Instructions to follow - In the article about A.J. Allmendinger's suspension, what does his statement say may have been the source of the banned stimulant?

Suspended: Allmendinger Claims Innocence
For the second time since its implementation in 2009, NASCAR has suspended a Sprint Cup driver for violating the sanctioning body’s substance abuse policy.
This time it was A.J. Allmendinger, driver of the No. 22 Pennzoil Dodge for Penske Racing. NASCAR suspended Allmendinger indefinitely following a failed test at Kentucky two weeks ago.
The suspension was announced just hours before the start of the race at Daytona.
Sam Hornish, who drives in the Nationwide Series for Penske, was summoned from Charlotte to take the wheel for the Coke Zero 400. He will return to the car this weekend at New Hampshire.
Just like when Jeremy Mayfield was suspended three years ago, NASCAR did not announce exactly what Allmendinger tested positive for.
Allmendinger, in a statement released by his business manager, indicated that he tested positive for a banned stimulant and that it may have come from supplements he is taking. They are currently gathering his over-the-counter medications to prove his innocence, according to the statement.
Of course, Mayfield blamed his positive test for crystal meth on a mixture of Adderall that he was taking for this attention deficit disorder and Claritin-D, a common cold medication. Mayfield was later arrested for possession of meth.
Allmendinger has requested that his “B” sample be tested, and those results should be available next week.
If his second sample comes back clean, he returns to competition. If not, NASCAR makes his suspension permanent.
He will have to complete a regimen prescribed by NASCAR’s substance abuse program administrator, Dr. David Black of Aegis Sciences Corp. (the company that handles NASCAR’s drug testing), and NASCAR’s medical review officer, Dr. Douglas Aukerman, in order to be reinstated to race in NASCAR’s top-three series.
I hope his “B” sample comes back negative, but that’s doubtful.
Mayfield believed (delusional or not) that his second test would exonerate him. NASCAR takes this seriously, rightfully so, but doesn’t make moves to suspend drivers without airtight evidence.
Even if Allmendinger accidentally took a banned stimulant, that is still irresponsible. When you get to that level as a professional athlete, you have to be more aware of what you are putting in your body and how it affects you.
Before the test, drivers and other competitors have to disclose what prescription or over-the-counter drugs or supplements they are taking, so there shouldn’t be any surprises. There is too much at stake.
“It’s one thing to have a guy under the influence out on the basketball court or football field,” said Jeff Gordon back in 2009. “In the end, he’s probably just going to hurt himself. But you put someone like that in a 3,400-pound stock car going 190 mph?
“He could kill everyone around him too. I can’t think of a situation that requires zero tolerance more than that.”

(Source data)
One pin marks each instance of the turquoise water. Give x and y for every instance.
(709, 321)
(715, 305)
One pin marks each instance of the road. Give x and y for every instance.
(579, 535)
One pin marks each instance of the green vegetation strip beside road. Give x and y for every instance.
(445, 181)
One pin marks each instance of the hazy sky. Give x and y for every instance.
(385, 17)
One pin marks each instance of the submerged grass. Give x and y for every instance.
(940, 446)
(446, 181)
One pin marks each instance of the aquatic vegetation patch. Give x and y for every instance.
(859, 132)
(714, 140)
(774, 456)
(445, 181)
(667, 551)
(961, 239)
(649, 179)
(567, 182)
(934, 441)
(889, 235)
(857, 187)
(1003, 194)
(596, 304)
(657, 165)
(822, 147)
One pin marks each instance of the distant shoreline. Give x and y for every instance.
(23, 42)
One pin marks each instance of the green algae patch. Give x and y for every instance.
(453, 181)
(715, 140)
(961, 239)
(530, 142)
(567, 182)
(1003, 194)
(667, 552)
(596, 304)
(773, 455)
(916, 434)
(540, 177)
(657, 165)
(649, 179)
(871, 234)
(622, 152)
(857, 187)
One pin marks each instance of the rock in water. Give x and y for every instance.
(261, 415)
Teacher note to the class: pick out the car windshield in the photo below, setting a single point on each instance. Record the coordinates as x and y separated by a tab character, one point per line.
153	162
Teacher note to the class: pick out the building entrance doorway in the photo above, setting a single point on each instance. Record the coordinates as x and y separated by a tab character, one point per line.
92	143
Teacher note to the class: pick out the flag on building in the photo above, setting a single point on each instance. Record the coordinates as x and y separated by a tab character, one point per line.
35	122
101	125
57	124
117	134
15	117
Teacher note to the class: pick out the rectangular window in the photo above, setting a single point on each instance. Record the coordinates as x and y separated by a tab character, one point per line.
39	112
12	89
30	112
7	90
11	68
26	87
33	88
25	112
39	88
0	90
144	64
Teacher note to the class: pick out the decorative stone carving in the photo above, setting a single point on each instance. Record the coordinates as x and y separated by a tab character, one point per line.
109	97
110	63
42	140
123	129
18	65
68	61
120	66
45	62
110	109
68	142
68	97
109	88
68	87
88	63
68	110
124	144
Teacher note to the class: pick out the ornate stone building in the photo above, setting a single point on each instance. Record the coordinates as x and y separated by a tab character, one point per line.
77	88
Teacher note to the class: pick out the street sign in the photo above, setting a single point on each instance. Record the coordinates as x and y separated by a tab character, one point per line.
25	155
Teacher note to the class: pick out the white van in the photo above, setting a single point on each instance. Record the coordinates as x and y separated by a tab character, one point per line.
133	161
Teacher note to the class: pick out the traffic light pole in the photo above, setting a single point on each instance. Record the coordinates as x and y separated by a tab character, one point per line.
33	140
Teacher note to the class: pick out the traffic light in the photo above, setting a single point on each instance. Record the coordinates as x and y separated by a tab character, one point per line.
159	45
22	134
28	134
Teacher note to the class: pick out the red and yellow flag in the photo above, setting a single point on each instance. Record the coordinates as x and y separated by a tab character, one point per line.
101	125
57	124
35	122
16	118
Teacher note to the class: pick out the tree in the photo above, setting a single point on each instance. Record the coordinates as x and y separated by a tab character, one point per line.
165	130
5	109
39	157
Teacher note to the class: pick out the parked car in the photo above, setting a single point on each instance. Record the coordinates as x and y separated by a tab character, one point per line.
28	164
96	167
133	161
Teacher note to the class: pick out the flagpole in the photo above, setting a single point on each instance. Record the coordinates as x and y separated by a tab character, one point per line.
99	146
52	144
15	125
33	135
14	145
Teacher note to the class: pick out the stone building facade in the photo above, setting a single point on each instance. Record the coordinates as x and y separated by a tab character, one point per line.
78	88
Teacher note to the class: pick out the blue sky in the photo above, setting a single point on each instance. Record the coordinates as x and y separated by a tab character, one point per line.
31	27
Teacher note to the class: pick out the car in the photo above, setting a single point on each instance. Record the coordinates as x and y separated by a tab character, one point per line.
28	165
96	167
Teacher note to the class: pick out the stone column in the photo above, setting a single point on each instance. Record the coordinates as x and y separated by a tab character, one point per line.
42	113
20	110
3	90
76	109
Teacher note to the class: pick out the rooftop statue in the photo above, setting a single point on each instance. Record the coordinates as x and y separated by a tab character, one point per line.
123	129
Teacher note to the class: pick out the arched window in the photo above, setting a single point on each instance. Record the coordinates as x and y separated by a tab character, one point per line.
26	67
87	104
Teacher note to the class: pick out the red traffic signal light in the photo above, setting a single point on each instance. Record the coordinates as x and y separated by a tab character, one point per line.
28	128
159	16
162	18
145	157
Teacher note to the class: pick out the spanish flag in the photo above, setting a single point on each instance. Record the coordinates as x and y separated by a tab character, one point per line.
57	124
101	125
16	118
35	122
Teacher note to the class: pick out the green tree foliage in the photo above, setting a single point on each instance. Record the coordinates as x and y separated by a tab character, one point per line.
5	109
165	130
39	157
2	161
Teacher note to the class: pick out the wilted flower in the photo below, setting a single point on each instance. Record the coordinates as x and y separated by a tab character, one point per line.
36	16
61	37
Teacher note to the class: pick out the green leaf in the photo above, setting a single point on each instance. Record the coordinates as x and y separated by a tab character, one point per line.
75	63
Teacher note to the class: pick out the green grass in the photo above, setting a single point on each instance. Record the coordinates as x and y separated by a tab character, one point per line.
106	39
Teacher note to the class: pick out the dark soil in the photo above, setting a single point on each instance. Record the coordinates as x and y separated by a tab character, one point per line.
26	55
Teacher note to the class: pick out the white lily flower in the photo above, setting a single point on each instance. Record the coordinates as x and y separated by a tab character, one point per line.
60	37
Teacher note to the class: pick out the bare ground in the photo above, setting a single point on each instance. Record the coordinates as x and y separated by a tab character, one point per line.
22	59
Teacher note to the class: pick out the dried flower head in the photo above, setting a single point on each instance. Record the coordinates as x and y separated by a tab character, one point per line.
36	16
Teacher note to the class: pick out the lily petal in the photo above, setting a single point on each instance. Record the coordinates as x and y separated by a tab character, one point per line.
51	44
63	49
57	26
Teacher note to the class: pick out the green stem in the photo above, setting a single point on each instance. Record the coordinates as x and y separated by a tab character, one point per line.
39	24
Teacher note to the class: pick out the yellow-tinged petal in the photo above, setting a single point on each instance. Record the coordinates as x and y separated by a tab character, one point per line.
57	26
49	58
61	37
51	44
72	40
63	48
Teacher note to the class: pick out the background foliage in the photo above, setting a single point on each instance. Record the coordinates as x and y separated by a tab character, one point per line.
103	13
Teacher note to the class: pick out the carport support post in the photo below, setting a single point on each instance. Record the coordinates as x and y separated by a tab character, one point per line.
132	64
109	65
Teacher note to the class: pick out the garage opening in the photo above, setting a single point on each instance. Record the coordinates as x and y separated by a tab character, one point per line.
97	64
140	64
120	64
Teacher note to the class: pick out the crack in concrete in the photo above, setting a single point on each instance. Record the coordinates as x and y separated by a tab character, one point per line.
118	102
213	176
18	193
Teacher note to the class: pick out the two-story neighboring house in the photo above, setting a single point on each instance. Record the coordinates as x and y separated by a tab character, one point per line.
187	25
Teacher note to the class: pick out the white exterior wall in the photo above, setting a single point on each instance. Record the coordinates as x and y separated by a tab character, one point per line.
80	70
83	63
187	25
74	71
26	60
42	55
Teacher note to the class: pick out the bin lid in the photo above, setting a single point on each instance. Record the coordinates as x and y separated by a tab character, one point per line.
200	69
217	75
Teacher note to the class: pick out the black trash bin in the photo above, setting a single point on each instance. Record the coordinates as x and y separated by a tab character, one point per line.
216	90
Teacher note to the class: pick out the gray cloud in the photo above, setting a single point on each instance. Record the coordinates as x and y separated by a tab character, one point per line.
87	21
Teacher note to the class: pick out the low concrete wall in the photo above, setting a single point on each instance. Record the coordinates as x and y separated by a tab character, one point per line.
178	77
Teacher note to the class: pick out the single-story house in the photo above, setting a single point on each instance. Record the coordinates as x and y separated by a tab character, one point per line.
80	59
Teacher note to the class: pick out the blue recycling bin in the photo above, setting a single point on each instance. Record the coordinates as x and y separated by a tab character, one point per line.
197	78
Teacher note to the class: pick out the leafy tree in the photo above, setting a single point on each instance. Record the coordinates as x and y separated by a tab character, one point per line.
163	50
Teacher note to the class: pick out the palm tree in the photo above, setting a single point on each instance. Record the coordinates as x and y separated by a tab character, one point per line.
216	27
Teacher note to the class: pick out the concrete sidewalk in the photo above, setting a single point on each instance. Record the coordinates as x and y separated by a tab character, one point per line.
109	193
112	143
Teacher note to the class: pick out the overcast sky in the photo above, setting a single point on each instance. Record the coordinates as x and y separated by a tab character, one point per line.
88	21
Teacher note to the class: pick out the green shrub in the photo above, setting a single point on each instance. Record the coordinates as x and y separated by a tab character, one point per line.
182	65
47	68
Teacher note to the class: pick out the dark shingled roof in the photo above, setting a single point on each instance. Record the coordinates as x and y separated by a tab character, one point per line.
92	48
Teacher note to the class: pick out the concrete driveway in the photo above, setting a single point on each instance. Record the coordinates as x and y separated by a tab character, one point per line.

Result of this task - Supplements he is taking.